IS THERE ANYONE THAT DOESN'T WANT TO LOWER THEIR GROCERY BILL

This is a blog from Joe Petrowsky that I wanted to share with everyone.

I just thought it was the coolest thing ever to be able to download coupons, and also have the website where you can plug in ingredients you have in your home.

I need that myself as I HATE wasting food.

Anyway, check out these two websites:  Coupon Sherpa and Gojee.com

Via Right Trac Financial Group, Inc:

“Is There Anyone That Doesn’t Want to Lower Their Grocery Bill”

The Kiplinger articles gives some great pointer. Let me know what you think?


Lower Your Grocery Costs
A trusted app now has mobile grocery coupons, and a new site helps you save money by providing recipes that use ingredients you already have.
By Cameron Huddleston, Kiplinger.com

 
 

Coupon Sherpa, one of our favorite free iPhone and iPod Touch applications, has added grocery coupons to its line-up of mobile coupons for hundreds of retailers, restaurants and services. This is good news for those of us who like the idea of coupons but don't always have the foresight to find and print them before we head to the grocery store.

The app now has coupons for 28 grocery chains, including Kroger, Lowes Foods, Ralphs and Safeway. You can enter your zip code to locate participating stores near you and see what coupons are available in your area. Then you can check the coupons you want and save them directly to your store loyalty card (by entering the card number). The coupons will be applied automatically when you swipe your card at the checkout. It's that simple.

As with most grocery coupons, the ones available on the Coupon Sherpa app are primarily for brand-name, prepackaged items – such as cookies, snack foods and frozen meals. But I don't buy a lot of these items. That's why I've found another new Web site to be more beneficial for me. It's called Gojee.com, and it helps you find ways to use food items you already have so they don't go to waste (and you don't just throw away money).

— Objective 1 —
Update the grocery blog text, everything from "IS THERE ANYONE THAT DOESN'T" down to "HATE wasting food.", replacing "coupons" with "digital coupons".
The entries that follow are unrelated to the grocery blog text.

— Data for the task —
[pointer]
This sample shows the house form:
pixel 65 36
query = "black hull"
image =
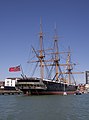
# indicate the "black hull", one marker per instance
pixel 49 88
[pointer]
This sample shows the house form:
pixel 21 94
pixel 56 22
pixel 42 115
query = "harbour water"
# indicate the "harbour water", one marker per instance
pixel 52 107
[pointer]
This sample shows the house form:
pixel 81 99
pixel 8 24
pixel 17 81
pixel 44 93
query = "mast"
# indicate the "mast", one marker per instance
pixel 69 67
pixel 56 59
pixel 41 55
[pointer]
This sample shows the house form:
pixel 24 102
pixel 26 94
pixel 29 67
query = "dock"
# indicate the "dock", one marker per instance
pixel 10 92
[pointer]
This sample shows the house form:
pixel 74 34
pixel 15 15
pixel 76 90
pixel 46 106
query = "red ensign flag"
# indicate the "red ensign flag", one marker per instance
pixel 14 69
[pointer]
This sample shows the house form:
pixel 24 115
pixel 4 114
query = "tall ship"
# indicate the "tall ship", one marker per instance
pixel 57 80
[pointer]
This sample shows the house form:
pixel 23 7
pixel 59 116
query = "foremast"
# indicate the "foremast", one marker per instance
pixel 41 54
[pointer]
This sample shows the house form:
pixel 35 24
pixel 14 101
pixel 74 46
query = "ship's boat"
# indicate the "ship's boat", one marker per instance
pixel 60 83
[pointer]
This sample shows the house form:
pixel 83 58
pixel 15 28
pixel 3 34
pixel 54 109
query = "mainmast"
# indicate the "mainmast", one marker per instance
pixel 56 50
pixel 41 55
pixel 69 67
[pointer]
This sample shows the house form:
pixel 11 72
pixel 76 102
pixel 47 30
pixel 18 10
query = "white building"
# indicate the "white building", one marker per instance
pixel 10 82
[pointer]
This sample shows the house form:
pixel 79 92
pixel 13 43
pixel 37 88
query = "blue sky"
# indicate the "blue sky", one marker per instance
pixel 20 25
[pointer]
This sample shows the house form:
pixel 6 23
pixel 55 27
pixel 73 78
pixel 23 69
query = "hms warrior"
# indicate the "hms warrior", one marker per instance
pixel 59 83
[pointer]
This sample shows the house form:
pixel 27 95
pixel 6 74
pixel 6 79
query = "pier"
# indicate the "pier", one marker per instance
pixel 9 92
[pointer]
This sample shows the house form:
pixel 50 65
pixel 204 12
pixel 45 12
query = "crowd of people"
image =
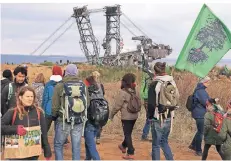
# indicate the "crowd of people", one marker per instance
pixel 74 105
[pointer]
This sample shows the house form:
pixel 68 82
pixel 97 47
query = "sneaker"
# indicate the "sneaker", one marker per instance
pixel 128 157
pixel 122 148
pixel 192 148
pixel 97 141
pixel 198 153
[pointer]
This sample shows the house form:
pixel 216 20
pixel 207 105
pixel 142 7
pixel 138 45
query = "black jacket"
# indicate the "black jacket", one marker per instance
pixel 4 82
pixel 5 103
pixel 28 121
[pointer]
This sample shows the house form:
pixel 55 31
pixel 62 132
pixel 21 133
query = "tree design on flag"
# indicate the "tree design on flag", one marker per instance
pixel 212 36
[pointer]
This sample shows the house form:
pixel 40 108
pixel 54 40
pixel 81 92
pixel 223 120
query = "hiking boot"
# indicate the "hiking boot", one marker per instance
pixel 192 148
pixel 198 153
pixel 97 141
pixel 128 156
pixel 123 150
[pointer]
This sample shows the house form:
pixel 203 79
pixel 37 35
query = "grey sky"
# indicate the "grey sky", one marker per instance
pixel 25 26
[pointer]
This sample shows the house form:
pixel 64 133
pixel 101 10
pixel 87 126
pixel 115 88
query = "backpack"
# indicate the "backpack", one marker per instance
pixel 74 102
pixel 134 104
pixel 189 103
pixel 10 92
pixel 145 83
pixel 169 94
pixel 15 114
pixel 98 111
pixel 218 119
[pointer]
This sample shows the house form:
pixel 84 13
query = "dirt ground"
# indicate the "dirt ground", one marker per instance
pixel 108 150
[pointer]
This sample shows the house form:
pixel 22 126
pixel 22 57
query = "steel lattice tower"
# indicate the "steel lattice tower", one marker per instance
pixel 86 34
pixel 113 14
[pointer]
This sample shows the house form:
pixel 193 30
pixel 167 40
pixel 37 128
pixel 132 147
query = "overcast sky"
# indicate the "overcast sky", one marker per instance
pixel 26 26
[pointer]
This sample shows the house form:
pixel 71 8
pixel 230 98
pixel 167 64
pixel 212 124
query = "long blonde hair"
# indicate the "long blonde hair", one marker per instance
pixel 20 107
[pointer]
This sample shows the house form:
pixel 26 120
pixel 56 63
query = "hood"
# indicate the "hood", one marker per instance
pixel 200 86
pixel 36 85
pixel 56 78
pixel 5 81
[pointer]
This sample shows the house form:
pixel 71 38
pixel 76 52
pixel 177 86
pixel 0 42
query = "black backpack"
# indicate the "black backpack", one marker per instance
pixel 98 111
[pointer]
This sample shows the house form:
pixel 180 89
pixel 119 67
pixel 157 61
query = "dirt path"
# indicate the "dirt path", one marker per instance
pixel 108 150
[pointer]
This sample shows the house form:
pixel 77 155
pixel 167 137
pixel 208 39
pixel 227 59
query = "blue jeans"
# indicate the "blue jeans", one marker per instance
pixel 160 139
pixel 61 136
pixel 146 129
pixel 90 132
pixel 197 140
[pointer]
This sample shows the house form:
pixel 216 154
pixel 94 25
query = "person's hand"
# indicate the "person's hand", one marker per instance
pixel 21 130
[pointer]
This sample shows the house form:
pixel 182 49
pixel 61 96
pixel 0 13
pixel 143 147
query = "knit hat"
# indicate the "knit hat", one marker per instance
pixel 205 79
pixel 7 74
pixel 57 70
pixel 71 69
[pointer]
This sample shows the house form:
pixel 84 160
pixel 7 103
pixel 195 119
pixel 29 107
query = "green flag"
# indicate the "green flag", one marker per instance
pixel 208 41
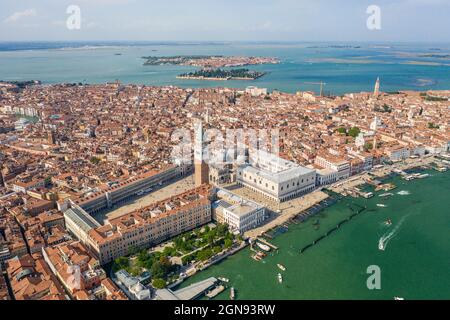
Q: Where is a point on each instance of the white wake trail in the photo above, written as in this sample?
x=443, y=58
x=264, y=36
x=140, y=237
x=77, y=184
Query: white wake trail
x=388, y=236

— Objective 2 —
Pick out each line of the entries that contains the string "path".

— Written answer 1 —
IS THERE ANYONE THAT DOESN'T WANT TO LOWER THEIR GROCERY BILL

This is a blog from Joe Petrowsky that I wanted to share with everyone.

I just thought it was the coolest thing ever to be able to download digital coupons, and also have the website where you can plug in ingredients you have in your home.

I need that myself as I HATE wasting food.

— Written answer 2 —
query = "dirt path"
# indicate the "dirt path", one marker per instance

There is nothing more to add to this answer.